Sakamoto, você não saka nada sobre antropofagia, por Beatriz Azevedo

Sakamoto, você não saka nada sobre antropofagia, por Beatriz Azevedo

Abaporu. Tarsila do Amaral, 1928.

A querida Beatriz Azevedo em um debate interessantíssimo e necessário sobre o sentido a presença da Antropofagia entre nós:

 

Sakamoto, você não saka nada sobre antropofagia, por Beatriz Azevedo

 

 

Leonardo Sakamoto errou feio no título de seu texto “O ódio à Marisa Letícia: É o Brasil antropofágico que pede passagem”. Com seu título infeliz, nos colocou a todos no mesmo saco daqueles que destilaram ódio a dona Marisa. Eu digo não!, Sakamoto. Faço aqui meu desagravo.

E revelo imenso susto pelo fato de um jornalista admirado por tantos seguidores, que tem contribuído para o debate social, muitas vezes com denúncias importantes, ter sido capaz de tamanha obscuridade. O meu tom é de perplexidade.

No século XVI, Michel de Montaigne já havia compreendido e iluminado a questão, desfazendo este equívoco que agora o jornalista vem propagar, em pleno século XXI.

Nos seus Ensaios, o filósofo francês acerta em cheio ao falar dos indígenas da América, tidos como “primitivos” em comparação com os europeus, ditos “civilizados”: “creio que não há nada de bárbaro ou de selvagem nessa nação, a julgar pelo que me foi referido; sucede, porém, que classificamos de barbárie o que é alheio aos nossos costumes; aqueles povos são selvagens na medida em que chamamos selvagens aos frutos que a natureza germina e espontaneamente produz. Podemos, pois, achá-los bárbaros em relação às regras da razão, mas não em relação a nós, que os sobrepujamos em toda a espécie de barbárie”.

INSTRUÇÕES DA TAREFA: Liste todas as pessoas mencionadas pelo nome no texto sobre antropofagia. Os registros constituem um material separado do texto.

REGISTROS FORNECIDOS:
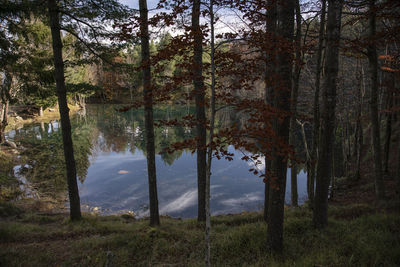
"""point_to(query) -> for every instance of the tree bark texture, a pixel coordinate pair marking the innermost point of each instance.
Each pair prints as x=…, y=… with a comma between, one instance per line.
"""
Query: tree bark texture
x=388, y=130
x=316, y=111
x=373, y=70
x=75, y=208
x=5, y=101
x=200, y=110
x=324, y=165
x=294, y=96
x=282, y=102
x=211, y=138
x=270, y=65
x=148, y=113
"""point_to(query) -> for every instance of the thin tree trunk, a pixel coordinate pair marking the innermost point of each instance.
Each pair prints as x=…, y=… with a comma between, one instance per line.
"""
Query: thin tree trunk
x=398, y=166
x=210, y=141
x=282, y=102
x=5, y=92
x=294, y=96
x=200, y=111
x=75, y=208
x=359, y=132
x=388, y=133
x=320, y=212
x=373, y=69
x=315, y=140
x=148, y=113
x=270, y=65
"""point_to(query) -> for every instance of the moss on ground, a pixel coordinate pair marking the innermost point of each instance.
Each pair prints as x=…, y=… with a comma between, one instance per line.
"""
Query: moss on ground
x=356, y=236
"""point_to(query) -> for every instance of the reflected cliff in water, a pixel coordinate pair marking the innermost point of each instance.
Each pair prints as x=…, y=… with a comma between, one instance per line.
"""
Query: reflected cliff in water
x=111, y=164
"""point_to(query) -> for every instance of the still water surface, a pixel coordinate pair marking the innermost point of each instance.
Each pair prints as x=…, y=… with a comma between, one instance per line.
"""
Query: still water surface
x=112, y=168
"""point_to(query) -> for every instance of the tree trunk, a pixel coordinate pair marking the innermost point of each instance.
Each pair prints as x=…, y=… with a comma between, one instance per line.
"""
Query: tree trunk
x=358, y=140
x=398, y=166
x=282, y=102
x=373, y=69
x=294, y=96
x=5, y=92
x=320, y=212
x=388, y=132
x=148, y=116
x=211, y=137
x=315, y=140
x=75, y=208
x=270, y=65
x=200, y=111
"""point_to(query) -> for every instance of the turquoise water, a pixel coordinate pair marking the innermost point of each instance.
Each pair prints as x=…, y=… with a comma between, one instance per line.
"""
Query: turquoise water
x=112, y=170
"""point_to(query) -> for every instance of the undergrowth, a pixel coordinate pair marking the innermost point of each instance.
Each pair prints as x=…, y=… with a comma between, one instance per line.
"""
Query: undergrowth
x=357, y=235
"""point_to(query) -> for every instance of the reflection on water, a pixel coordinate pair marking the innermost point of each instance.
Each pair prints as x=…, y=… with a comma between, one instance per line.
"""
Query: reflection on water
x=111, y=164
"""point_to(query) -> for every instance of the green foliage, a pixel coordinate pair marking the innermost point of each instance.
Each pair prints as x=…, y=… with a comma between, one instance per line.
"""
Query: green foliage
x=237, y=240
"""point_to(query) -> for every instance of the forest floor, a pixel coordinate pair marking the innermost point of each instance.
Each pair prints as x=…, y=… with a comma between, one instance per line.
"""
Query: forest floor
x=360, y=233
x=357, y=235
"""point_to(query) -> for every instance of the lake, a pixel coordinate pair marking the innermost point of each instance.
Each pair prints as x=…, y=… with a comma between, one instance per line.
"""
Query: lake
x=112, y=170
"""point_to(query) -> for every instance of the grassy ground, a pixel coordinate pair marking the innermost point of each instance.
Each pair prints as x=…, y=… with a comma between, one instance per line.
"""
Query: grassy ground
x=357, y=235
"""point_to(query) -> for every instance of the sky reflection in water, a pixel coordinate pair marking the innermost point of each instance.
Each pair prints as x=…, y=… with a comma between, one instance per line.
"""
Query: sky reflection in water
x=116, y=178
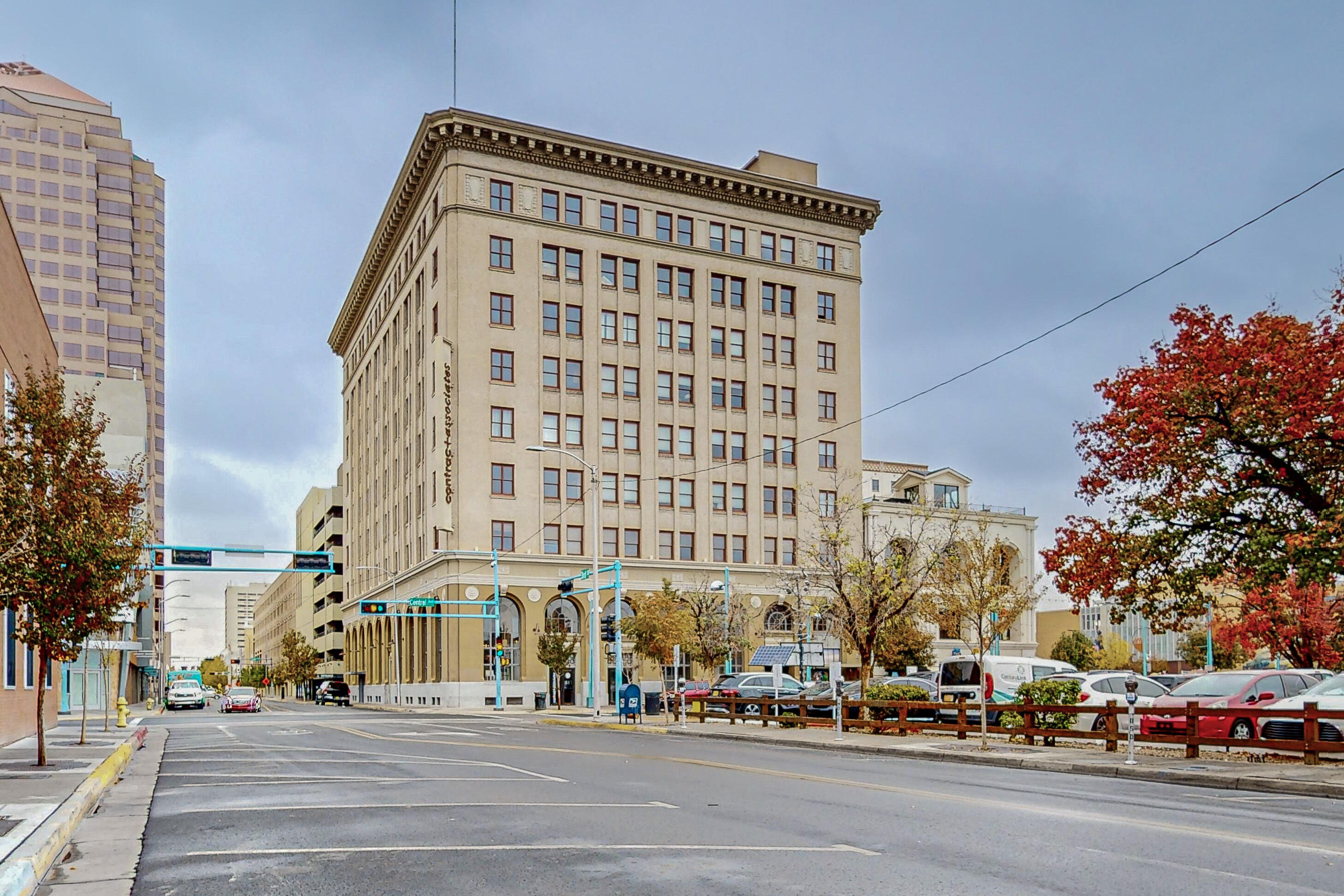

SOLUÇÃO: Beatriz Azevedo, Leonardo Sakamoto, Tarsila do Amaral, Marisa Letícia, Michel de Montaigne